(Recorded data)
"""
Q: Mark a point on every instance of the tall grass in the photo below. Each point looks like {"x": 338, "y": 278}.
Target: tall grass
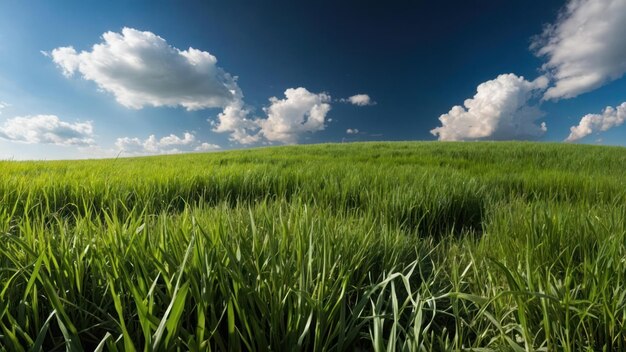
{"x": 371, "y": 246}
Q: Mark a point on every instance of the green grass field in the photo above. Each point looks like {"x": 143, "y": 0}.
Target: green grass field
{"x": 366, "y": 246}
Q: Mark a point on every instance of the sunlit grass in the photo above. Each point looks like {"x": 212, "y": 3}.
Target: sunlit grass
{"x": 371, "y": 246}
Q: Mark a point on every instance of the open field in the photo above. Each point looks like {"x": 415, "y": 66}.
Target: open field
{"x": 368, "y": 246}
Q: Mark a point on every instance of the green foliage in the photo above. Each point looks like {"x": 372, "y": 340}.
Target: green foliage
{"x": 368, "y": 246}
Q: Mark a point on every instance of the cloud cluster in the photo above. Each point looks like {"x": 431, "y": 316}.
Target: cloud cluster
{"x": 499, "y": 110}
{"x": 300, "y": 112}
{"x": 584, "y": 47}
{"x": 141, "y": 69}
{"x": 359, "y": 100}
{"x": 166, "y": 145}
{"x": 47, "y": 129}
{"x": 592, "y": 123}
{"x": 287, "y": 119}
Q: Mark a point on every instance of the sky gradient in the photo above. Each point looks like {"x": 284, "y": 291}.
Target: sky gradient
{"x": 94, "y": 79}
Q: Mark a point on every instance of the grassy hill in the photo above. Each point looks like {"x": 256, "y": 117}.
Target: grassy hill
{"x": 370, "y": 246}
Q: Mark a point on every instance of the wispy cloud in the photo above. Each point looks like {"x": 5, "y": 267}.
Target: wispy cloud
{"x": 47, "y": 129}
{"x": 170, "y": 144}
{"x": 584, "y": 47}
{"x": 359, "y": 100}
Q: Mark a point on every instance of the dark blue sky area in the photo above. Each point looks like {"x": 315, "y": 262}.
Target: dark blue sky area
{"x": 415, "y": 59}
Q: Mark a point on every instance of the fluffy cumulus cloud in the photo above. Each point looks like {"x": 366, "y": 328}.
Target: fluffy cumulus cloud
{"x": 166, "y": 145}
{"x": 287, "y": 119}
{"x": 142, "y": 69}
{"x": 300, "y": 112}
{"x": 592, "y": 123}
{"x": 234, "y": 119}
{"x": 500, "y": 109}
{"x": 584, "y": 47}
{"x": 47, "y": 129}
{"x": 359, "y": 100}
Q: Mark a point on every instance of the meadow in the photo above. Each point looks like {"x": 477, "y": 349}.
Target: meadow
{"x": 404, "y": 246}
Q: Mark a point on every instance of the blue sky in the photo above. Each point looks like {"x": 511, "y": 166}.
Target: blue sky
{"x": 284, "y": 72}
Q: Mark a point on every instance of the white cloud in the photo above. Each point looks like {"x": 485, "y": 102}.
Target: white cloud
{"x": 359, "y": 100}
{"x": 166, "y": 145}
{"x": 206, "y": 147}
{"x": 47, "y": 129}
{"x": 234, "y": 119}
{"x": 141, "y": 69}
{"x": 287, "y": 119}
{"x": 591, "y": 123}
{"x": 499, "y": 110}
{"x": 300, "y": 112}
{"x": 584, "y": 47}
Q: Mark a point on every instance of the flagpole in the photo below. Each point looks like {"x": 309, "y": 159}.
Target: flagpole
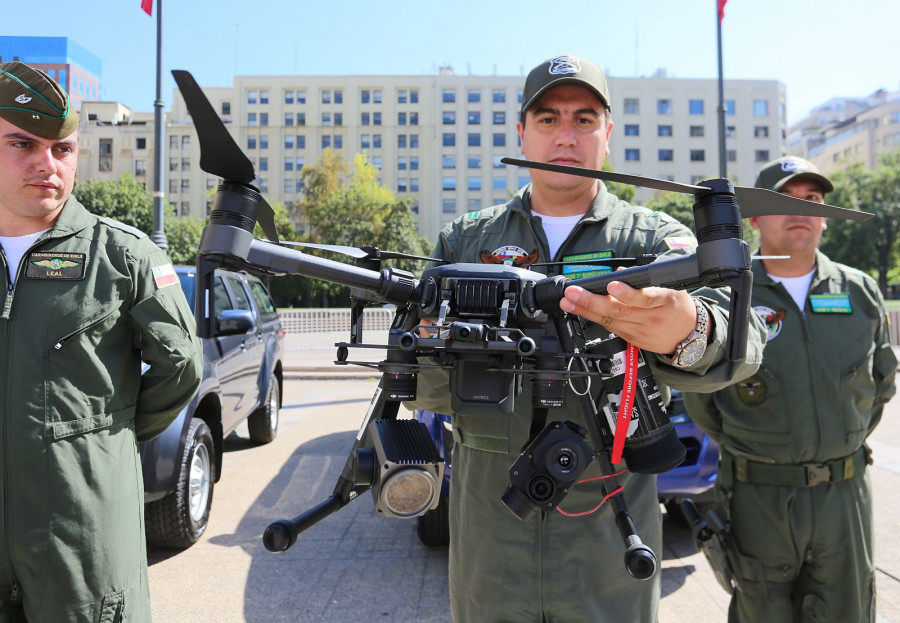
{"x": 159, "y": 234}
{"x": 723, "y": 160}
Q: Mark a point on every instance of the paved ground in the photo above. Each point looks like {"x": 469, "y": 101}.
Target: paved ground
{"x": 356, "y": 565}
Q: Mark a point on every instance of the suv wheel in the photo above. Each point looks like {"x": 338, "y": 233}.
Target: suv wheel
{"x": 434, "y": 526}
{"x": 263, "y": 423}
{"x": 180, "y": 518}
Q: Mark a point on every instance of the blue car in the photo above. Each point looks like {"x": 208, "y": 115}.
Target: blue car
{"x": 694, "y": 478}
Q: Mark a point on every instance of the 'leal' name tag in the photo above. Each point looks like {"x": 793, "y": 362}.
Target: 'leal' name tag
{"x": 43, "y": 265}
{"x": 830, "y": 303}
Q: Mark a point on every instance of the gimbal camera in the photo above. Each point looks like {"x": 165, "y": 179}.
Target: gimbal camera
{"x": 481, "y": 317}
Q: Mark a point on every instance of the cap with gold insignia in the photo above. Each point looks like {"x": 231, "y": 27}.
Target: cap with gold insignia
{"x": 777, "y": 173}
{"x": 33, "y": 101}
{"x": 564, "y": 69}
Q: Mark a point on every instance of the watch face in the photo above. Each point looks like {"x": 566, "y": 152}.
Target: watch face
{"x": 692, "y": 352}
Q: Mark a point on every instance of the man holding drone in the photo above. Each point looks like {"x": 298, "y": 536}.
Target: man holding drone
{"x": 793, "y": 484}
{"x": 552, "y": 567}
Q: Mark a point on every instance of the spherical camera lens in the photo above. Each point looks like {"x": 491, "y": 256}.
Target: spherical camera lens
{"x": 540, "y": 489}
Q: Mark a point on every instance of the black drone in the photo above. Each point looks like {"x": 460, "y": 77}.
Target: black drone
{"x": 477, "y": 316}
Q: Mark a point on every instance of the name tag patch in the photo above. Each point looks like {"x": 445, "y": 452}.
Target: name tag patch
{"x": 830, "y": 303}
{"x": 64, "y": 266}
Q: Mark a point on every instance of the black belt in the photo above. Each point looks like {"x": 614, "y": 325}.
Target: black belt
{"x": 744, "y": 469}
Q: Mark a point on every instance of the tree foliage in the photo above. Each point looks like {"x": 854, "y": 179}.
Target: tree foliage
{"x": 871, "y": 245}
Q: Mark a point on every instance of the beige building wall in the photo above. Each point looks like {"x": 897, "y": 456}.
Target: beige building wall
{"x": 438, "y": 139}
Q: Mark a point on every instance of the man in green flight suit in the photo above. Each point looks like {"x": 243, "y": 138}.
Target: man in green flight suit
{"x": 551, "y": 567}
{"x": 792, "y": 482}
{"x": 84, "y": 299}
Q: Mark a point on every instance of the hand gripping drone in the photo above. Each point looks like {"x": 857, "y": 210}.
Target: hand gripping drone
{"x": 479, "y": 315}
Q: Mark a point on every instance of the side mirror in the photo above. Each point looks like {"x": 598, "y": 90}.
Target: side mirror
{"x": 235, "y": 321}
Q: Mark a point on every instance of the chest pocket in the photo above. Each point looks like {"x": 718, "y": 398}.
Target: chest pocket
{"x": 89, "y": 358}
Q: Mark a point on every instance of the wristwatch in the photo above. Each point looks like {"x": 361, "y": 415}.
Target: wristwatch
{"x": 692, "y": 348}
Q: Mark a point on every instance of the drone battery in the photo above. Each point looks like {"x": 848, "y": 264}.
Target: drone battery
{"x": 409, "y": 470}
"""
• Work item
Determine how many lines of the data above contain the string "below", and answer with the number only.

• Output for this task
2